→ DATA SUPPLIED:

● ● ● ● ● ● ●

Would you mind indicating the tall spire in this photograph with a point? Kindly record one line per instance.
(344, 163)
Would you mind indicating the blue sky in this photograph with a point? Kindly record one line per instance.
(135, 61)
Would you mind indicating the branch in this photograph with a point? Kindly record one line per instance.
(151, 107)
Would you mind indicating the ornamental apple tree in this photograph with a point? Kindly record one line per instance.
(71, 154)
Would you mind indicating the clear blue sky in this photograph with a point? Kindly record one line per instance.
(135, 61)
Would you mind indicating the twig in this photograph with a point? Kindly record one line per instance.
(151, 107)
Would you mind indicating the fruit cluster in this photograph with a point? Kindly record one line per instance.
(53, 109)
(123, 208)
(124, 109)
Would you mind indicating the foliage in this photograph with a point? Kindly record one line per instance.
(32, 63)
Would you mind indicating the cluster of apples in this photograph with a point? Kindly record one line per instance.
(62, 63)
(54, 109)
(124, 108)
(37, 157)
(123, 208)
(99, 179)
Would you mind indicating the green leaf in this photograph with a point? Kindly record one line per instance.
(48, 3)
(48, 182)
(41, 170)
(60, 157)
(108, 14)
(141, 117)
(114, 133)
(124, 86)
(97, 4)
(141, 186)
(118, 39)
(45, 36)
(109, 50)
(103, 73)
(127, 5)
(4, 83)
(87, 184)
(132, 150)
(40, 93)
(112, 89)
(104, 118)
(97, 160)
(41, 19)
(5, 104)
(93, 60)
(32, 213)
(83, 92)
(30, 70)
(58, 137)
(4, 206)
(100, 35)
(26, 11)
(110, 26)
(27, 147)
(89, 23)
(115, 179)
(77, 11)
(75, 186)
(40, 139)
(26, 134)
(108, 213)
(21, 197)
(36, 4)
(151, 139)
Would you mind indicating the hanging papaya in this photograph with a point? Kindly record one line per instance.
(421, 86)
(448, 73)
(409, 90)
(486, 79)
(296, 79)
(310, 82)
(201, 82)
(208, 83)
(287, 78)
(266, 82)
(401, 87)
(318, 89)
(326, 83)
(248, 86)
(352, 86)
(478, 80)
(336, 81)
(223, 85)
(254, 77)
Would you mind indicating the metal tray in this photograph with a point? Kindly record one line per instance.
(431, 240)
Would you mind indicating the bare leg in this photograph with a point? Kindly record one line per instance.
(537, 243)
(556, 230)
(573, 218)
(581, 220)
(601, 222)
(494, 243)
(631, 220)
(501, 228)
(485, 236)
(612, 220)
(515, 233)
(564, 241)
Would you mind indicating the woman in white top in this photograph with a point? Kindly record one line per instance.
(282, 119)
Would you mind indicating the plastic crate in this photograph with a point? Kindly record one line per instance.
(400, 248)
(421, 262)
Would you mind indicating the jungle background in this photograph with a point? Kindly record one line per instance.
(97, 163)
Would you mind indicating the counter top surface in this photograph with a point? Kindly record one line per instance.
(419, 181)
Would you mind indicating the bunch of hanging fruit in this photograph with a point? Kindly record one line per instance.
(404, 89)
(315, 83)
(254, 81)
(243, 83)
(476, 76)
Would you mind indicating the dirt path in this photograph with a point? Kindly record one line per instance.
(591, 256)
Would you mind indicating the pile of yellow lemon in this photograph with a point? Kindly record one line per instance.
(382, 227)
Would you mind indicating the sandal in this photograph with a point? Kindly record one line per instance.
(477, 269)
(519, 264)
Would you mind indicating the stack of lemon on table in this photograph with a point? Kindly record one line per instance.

● ● ● ● ● ● ●

→ PROBLEM REQUIREMENTS: Print the material once more, keeping every word as it is.

→ RESULT FOR THIS TASK:
Would you mind indicating the tall spire in this photograph with a point? Kindly record one line per instance.
(344, 163)
Would you mind indicating the blue sky in this photograph with a point? Kindly record one line per instance.
(135, 61)
Would you mind indicating the branch in this photograph with a point? Kindly record one line per instance.
(151, 107)
Would you mind indicating the ornamental apple tree in this photograph with a point? Kindly record one line per instance.
(71, 154)
Would you mind indicating the clear blue sky in this photograph with a point? Kindly record one line per instance.
(135, 61)
Would you mind indicating the twig in this photograph with a point? Kindly record one line per instance.
(151, 107)
Would you mind indicating the fruit cluster in this photograph with a point? Kindly record one line per instance.
(53, 109)
(123, 208)
(124, 109)
Would you mind indicating the foliage in this photograph with a point? Kindly record one line per instance.
(32, 63)
Would you mind indicating the cluster of apples in this photograph with a point? Kindly record one line per instance.
(62, 63)
(54, 109)
(124, 108)
(37, 157)
(123, 208)
(99, 179)
Would you mind indicating the green leaf in this photograph with a point? Kindly record one line per instance.
(48, 3)
(48, 182)
(41, 170)
(60, 157)
(108, 14)
(141, 117)
(114, 133)
(124, 86)
(97, 4)
(141, 186)
(118, 39)
(45, 36)
(109, 50)
(103, 73)
(127, 5)
(4, 83)
(87, 184)
(132, 150)
(40, 93)
(112, 89)
(104, 118)
(97, 160)
(41, 19)
(5, 104)
(93, 60)
(32, 213)
(83, 92)
(30, 70)
(58, 137)
(4, 206)
(100, 35)
(26, 11)
(110, 26)
(27, 147)
(89, 23)
(115, 179)
(77, 11)
(75, 186)
(40, 139)
(26, 134)
(108, 213)
(21, 197)
(36, 4)
(151, 139)
Would you mind indicating the hanging papaya in this photograph with a point? Kindly record one line per instance.
(421, 86)
(448, 73)
(409, 90)
(486, 79)
(296, 79)
(310, 82)
(201, 82)
(208, 83)
(287, 78)
(266, 82)
(401, 87)
(318, 89)
(326, 83)
(248, 86)
(352, 86)
(478, 80)
(336, 81)
(223, 85)
(254, 77)
Would you mind indicating the metal tray in this photograph with a point? Kindly record one line per instance.
(431, 240)
Would you mind indicating the bare leg in this photograph with a point? Kindly record one line per instance.
(537, 243)
(556, 230)
(573, 218)
(581, 220)
(601, 222)
(494, 243)
(631, 220)
(501, 228)
(485, 236)
(612, 220)
(515, 233)
(564, 241)
Would you mind indicating the woman in white top in this photograph with a point? Kindly record one line per instance.
(282, 119)
Would you mind indicating the plastic crate in this photograph with a point? Kindly record one line per instance.
(400, 248)
(421, 262)
Would you mind indicating the jungle background in this photograph with a point? Kindly record one line per instance.
(97, 163)
Would you mind indicating the counter top surface in this photograph with a point? Kindly record one line per instance.
(419, 181)
Would you mind indicating the bunch of hanging fruit in this photograph with a point? Kindly record one line per instance.
(404, 89)
(315, 83)
(254, 81)
(243, 83)
(476, 76)
Would you mind indicating the dirt path in this photograph with a point? Kindly record one line per instance.
(591, 256)
Would you mind indicating the pile of yellow lemon in this photograph with a point? Kindly record one line per instance.
(382, 227)
Would you mind indicating the sandal in this photograph with a point? Kindly record one line per instance.
(477, 269)
(519, 264)
Would you mind indicating the stack of lemon on table in this photograph with a point? Kindly record one line per instance.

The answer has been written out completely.